> [EXCERPTED TEXT]:
On Saturday, EGLE crews tested 55 locations throughout the river system from Barton Pond – where the city of Ann Arbor has a drinking water intake – upstream to Wixom. None of the 75 samples tested from those locations had detectable level of either hexavalent chromium or total chromium.
Industrial chemicals were discharged to the sanitary sewer system from Tribar Manufacturing in Wixom the weekend of July 30 and routed to the Wixom wastewater treatment facility. The wastewater discharges to Norton Creek, which flows into the Huron River system. The liquid contained hexavalent chromium, a known carcinogen that can cause a number of adverse health effects through ingestion, skin contact or inhalation.
Of 144 water samples collected throughout 42 river miles since the release, three came back with detections of hexavalent chromium – two detections in Milford’s Hubbell Pond and one in the middle of Kent Lake. The Kent Lake detection, completed by lab analysis late Friday – was 5 parts per billion (ppb) – just at the detectable limit of 5 ppb. The two Hubbell Pond detections were 11 and 9 parts per billion. All three were at or below values to protect aquatic life.*
Investigators are evaluating test results from wastewater solids that were sequestered at the Wixom Wastewater treatment plant that appear to have trapped chromium, including hexavalent chromium, and of a carbon filtration system at Tribar that may have trapped the hexavalent chromium before it was discharged to the wastewater plant.

> [DATA SHOWN]:

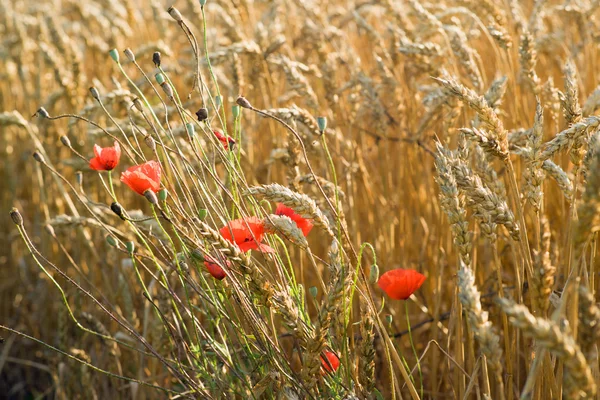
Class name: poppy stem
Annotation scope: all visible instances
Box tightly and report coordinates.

> [PROBLEM DETAILS]:
According to the Huron River text, how many water samples were collected after the release, and across how many river miles? The data stand apart from the Huron River text and are not connected to it.

> [SOLUTION BELOW]:
144 water samples were collected across 42 river miles.